- _Goal of the exercise_
Reproduce the part of the entries below that opens with the line containing "Might you point out the yellow" and closes with the line containing "(1114, 466)", including both of those lines.
═══ Supplied records
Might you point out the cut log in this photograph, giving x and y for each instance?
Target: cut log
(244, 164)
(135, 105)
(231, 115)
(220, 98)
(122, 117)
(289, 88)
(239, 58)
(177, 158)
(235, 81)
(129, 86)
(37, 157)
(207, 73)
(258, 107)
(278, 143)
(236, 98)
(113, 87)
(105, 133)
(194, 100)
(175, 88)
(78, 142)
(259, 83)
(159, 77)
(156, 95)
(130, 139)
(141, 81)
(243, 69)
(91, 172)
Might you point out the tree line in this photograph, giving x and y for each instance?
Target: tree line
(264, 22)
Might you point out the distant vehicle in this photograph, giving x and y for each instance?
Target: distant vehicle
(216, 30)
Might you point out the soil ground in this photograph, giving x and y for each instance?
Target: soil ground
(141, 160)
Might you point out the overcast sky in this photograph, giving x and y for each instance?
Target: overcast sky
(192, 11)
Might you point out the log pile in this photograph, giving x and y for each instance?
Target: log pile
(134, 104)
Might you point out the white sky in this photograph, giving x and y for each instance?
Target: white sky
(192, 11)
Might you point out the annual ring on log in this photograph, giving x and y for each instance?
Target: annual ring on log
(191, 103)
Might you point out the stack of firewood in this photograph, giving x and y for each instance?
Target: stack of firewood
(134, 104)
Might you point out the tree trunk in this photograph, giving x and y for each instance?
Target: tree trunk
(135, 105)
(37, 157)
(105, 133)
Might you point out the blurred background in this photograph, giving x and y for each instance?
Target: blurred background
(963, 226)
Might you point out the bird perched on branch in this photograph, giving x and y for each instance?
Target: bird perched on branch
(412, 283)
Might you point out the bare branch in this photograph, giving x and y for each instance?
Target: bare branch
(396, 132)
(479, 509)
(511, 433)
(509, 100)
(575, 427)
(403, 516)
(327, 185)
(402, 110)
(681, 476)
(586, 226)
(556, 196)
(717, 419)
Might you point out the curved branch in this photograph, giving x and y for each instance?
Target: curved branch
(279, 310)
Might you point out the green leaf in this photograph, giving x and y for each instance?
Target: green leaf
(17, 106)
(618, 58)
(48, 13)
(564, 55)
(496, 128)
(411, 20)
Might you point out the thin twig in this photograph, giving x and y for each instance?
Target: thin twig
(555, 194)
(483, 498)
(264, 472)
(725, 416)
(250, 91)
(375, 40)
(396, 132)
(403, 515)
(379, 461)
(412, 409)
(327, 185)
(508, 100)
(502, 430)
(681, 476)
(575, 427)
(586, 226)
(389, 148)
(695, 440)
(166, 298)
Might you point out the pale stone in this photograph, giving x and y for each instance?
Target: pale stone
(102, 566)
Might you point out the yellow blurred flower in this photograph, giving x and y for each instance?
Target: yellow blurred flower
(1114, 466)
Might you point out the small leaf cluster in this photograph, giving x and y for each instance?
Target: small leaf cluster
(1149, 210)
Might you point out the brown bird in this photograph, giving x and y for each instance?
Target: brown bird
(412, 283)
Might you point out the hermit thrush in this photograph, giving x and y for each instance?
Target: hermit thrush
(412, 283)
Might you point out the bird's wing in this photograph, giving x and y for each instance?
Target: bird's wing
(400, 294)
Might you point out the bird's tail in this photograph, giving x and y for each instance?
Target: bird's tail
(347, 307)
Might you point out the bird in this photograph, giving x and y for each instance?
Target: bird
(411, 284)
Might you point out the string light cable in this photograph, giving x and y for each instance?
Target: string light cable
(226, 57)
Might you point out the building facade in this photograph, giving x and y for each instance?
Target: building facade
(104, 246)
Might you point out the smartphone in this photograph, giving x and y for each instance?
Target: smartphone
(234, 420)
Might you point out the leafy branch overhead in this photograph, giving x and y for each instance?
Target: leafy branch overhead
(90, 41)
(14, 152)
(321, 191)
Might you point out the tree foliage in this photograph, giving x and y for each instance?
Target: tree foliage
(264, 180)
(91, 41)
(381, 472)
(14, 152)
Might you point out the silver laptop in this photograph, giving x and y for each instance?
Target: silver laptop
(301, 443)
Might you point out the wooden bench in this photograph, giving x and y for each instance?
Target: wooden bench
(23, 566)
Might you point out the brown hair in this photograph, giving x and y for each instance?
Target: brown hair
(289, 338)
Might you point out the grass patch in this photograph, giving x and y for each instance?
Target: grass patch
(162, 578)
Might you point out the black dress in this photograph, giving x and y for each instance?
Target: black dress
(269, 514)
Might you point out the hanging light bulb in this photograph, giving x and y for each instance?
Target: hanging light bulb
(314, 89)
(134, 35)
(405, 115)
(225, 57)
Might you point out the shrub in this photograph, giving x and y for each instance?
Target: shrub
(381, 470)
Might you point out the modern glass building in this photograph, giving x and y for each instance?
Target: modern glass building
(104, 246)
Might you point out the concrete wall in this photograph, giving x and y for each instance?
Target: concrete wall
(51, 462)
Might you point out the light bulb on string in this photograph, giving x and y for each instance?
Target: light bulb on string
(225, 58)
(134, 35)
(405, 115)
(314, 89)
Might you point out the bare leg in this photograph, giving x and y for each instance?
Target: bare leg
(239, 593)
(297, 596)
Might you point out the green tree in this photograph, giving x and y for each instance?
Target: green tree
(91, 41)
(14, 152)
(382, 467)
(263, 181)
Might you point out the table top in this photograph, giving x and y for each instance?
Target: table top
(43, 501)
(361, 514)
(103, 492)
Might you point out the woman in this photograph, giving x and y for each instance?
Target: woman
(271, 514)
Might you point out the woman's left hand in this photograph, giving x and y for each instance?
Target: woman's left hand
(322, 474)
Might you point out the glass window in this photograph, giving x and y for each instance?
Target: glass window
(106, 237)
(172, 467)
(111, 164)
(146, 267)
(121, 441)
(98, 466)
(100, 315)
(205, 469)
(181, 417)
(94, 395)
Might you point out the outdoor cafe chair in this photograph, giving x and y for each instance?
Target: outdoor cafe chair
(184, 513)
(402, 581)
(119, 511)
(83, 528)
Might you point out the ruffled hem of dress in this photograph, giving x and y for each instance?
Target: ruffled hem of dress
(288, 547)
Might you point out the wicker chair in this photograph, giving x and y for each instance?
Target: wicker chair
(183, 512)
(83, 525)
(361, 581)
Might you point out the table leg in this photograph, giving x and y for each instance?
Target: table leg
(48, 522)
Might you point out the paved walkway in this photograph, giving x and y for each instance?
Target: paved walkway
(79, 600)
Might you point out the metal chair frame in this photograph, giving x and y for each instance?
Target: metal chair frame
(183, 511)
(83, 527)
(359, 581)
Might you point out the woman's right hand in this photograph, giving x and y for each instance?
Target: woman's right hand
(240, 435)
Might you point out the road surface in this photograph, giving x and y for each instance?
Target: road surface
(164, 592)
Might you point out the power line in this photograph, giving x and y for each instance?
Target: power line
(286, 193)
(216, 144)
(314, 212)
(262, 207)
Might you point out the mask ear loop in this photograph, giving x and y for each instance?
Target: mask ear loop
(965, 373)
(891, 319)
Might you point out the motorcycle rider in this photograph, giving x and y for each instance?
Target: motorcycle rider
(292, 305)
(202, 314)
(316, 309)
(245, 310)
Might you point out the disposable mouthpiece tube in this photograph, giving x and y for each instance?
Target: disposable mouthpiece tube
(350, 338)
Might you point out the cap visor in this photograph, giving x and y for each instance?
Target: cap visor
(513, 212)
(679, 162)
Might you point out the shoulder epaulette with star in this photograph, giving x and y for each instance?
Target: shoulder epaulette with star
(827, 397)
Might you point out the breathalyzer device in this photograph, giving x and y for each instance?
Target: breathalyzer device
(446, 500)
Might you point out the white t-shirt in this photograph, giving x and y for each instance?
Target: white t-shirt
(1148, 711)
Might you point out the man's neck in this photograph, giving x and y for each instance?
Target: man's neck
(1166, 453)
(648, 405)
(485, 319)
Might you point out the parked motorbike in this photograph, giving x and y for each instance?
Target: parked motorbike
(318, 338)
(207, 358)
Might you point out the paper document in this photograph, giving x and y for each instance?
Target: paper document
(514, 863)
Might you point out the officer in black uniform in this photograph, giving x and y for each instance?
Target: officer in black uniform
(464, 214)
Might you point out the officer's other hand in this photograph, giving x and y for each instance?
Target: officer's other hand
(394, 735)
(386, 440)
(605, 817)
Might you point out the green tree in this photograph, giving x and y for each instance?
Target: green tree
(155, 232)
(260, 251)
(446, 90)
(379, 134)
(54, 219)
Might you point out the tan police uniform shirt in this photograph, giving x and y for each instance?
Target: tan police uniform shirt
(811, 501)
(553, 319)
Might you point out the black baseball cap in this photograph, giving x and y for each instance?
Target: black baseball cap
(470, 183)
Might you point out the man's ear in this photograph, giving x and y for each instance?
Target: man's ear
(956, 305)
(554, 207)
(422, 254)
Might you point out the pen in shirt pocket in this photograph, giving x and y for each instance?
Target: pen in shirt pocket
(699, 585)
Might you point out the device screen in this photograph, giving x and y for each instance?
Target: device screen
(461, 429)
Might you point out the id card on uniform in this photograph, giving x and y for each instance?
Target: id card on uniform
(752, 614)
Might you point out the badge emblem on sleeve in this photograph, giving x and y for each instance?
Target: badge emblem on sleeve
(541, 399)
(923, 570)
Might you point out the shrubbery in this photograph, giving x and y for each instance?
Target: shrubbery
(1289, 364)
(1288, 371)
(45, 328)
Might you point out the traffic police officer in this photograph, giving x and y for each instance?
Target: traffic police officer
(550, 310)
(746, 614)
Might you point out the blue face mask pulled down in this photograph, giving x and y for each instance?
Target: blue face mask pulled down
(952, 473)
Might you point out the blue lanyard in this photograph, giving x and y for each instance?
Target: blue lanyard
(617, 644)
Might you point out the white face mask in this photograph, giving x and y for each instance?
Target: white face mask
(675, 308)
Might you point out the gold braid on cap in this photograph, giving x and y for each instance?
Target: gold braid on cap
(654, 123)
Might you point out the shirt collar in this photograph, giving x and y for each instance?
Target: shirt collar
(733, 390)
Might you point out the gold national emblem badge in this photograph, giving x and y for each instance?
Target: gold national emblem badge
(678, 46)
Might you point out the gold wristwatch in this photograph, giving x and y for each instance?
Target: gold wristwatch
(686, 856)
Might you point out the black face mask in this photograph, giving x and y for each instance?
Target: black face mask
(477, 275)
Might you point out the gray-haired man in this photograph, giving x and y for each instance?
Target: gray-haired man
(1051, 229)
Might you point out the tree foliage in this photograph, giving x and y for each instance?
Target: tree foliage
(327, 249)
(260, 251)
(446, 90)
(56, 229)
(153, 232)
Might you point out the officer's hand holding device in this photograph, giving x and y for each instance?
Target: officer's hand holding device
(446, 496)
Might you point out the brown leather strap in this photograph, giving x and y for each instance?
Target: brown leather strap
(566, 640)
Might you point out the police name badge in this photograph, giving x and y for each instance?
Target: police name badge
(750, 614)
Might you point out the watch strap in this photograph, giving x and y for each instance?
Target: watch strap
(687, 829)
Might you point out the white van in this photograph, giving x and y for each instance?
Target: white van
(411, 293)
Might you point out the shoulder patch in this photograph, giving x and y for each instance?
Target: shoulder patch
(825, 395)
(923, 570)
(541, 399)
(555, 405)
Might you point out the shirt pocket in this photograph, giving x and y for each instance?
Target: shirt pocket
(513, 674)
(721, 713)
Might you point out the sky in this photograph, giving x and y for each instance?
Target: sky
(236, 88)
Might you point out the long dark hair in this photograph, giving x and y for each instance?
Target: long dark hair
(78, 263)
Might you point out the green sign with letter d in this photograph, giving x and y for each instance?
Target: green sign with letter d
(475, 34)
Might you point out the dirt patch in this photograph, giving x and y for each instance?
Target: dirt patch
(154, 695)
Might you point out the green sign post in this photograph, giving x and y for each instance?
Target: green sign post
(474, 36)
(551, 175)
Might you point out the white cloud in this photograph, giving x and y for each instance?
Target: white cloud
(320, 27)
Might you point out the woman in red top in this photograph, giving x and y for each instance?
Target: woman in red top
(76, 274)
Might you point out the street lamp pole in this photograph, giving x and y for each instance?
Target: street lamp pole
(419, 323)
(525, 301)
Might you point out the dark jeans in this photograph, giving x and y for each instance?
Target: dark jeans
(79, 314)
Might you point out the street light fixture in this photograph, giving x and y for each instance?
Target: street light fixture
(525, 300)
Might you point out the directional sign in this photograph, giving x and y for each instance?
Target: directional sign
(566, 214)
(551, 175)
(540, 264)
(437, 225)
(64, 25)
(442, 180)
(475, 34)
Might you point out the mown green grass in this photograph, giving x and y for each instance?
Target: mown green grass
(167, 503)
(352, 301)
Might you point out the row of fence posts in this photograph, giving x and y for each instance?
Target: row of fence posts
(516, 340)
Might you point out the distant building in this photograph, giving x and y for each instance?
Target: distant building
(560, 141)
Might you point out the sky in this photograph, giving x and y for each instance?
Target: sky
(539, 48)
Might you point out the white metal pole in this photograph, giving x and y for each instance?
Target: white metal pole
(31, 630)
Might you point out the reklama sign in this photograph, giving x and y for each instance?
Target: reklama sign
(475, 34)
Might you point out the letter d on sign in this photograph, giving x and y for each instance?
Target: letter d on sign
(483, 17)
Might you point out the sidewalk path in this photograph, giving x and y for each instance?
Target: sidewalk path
══════
- _Output of the exercise_
Might you point out the yellow blurred flower in this photograph, giving x and y for each instance?
Target: yellow blurred flower
(1114, 466)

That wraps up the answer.